[start of Input rows]

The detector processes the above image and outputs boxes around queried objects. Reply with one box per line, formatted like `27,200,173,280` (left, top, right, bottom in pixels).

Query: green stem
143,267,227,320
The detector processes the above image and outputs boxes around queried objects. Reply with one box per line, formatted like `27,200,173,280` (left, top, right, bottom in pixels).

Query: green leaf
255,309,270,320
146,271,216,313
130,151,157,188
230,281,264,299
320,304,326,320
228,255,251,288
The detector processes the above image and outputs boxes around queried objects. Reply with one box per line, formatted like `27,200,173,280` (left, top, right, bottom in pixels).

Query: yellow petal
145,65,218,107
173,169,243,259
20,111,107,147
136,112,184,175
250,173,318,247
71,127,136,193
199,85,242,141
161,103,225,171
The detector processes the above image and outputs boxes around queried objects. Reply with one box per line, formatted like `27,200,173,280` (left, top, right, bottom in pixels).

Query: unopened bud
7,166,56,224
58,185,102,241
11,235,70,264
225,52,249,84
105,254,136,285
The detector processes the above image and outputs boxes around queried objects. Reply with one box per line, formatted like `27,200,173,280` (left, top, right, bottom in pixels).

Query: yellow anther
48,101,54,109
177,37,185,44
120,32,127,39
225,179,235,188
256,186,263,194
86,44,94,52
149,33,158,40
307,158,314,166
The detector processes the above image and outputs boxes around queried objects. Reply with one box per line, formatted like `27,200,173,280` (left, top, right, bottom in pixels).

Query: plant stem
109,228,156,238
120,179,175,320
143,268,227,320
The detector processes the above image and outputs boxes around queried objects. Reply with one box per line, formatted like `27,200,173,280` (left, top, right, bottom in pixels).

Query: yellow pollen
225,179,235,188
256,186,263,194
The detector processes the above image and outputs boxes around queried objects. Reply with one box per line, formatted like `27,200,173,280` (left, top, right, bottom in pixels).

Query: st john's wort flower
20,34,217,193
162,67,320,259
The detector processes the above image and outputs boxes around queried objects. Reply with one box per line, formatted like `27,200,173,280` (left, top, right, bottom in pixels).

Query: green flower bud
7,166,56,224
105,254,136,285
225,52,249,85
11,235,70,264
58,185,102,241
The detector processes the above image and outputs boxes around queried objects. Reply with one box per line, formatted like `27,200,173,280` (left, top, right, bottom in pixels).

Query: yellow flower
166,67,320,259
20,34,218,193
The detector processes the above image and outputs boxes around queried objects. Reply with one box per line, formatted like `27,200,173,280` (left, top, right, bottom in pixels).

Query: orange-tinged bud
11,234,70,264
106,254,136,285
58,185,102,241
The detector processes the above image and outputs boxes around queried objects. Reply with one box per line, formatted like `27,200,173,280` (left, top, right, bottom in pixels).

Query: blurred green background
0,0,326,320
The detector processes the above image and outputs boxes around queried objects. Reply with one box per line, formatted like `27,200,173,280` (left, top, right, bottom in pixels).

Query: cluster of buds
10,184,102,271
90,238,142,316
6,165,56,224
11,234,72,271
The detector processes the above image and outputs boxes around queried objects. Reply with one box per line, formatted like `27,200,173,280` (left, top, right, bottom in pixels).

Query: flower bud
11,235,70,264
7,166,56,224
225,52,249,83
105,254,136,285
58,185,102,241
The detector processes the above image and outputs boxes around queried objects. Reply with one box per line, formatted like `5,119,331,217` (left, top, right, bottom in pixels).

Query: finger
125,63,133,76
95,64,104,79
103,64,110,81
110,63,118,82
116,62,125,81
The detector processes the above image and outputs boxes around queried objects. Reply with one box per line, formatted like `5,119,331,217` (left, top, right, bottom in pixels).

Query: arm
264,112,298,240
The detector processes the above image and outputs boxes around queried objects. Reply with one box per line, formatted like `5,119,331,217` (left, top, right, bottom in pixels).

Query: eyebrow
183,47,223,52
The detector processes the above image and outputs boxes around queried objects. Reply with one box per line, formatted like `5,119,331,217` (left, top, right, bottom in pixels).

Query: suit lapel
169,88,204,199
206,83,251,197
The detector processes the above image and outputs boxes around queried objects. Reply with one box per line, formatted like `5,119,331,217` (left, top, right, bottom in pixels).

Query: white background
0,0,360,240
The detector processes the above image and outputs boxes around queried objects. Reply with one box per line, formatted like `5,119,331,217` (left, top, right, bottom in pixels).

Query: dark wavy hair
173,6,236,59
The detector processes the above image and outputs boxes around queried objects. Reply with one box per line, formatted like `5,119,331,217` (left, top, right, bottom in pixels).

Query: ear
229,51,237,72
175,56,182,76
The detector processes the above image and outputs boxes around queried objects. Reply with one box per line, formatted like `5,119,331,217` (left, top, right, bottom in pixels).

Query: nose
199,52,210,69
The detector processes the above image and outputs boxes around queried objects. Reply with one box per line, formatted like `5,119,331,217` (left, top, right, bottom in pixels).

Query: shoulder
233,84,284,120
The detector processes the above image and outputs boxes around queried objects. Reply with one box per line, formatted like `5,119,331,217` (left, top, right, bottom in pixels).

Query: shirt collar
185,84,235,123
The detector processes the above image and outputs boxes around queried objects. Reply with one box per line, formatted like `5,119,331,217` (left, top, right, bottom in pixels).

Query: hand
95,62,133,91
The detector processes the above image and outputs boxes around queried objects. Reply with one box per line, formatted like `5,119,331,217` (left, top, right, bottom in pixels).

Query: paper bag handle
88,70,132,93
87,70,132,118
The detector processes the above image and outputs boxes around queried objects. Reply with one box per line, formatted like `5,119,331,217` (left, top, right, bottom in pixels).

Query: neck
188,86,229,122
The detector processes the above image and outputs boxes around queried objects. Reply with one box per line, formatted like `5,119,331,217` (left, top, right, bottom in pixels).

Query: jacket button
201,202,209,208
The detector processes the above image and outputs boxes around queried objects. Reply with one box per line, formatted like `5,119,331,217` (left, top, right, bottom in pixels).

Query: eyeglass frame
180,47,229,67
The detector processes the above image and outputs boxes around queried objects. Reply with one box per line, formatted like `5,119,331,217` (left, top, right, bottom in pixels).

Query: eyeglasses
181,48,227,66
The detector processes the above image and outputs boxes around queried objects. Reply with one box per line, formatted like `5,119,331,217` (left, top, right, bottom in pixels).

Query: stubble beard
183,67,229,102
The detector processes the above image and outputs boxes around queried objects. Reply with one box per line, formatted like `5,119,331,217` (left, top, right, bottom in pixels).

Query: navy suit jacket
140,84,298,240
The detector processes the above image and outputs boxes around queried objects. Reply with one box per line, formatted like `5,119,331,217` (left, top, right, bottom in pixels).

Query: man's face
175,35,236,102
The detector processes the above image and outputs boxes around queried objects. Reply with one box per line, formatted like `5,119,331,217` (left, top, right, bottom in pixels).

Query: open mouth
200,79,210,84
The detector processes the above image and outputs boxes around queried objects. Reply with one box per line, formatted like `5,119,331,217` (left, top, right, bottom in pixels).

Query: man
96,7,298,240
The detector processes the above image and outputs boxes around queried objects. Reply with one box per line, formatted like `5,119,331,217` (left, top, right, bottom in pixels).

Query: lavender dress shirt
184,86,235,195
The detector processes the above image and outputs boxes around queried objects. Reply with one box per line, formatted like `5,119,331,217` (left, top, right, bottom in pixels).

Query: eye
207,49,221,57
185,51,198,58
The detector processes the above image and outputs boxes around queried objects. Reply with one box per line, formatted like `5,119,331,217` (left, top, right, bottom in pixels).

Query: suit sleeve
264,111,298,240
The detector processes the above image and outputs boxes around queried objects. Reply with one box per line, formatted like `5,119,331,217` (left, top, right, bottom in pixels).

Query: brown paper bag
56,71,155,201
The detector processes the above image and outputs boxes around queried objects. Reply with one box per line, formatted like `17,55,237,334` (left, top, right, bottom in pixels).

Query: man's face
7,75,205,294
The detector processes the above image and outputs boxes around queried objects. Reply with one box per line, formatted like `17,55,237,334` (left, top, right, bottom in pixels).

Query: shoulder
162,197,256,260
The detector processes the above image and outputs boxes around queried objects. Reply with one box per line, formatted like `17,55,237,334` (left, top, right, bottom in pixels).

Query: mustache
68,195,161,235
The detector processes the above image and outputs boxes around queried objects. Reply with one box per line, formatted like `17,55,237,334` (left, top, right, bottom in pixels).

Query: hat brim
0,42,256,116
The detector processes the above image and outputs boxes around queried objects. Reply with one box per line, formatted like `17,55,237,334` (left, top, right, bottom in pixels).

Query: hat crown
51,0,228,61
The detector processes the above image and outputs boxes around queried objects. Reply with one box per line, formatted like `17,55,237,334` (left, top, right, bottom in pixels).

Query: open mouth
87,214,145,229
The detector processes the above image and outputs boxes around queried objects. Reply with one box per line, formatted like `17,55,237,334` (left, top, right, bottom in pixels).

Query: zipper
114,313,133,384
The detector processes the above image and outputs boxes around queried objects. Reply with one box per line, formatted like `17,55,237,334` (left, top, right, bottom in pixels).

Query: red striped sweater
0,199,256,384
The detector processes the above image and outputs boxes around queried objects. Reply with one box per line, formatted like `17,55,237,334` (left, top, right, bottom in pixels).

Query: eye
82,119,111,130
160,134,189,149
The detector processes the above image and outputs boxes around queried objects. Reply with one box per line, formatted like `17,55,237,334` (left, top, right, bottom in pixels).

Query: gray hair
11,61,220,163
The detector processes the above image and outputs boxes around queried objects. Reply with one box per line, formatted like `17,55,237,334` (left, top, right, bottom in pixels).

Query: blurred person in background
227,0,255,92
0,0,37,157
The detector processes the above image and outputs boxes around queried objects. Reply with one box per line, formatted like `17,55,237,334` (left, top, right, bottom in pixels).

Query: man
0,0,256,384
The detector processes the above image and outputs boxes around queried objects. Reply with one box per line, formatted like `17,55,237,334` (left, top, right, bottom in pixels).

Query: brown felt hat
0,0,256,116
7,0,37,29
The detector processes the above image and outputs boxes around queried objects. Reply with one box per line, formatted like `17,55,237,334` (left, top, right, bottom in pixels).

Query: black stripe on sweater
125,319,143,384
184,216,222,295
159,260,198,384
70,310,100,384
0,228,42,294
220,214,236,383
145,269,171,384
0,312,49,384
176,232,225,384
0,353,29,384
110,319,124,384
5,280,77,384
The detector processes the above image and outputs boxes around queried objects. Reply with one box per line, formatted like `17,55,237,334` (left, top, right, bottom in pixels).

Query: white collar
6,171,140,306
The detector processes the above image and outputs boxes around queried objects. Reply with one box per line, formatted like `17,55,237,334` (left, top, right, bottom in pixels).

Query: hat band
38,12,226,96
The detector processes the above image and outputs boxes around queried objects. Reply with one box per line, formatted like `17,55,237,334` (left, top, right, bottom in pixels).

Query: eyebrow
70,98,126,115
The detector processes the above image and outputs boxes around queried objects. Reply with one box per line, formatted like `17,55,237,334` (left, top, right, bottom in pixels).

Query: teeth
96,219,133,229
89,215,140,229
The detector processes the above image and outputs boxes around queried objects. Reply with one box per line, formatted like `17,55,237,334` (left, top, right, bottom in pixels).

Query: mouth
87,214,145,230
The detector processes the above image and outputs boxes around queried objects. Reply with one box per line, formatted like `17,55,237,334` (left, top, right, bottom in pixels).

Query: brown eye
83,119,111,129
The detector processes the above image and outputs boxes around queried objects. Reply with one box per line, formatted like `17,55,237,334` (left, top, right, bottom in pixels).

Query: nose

[end of Input rows]

- Do this -
How many lines in the dataset excerpt contain the word "background"? Tally them and give only the number.

- Written solution -
3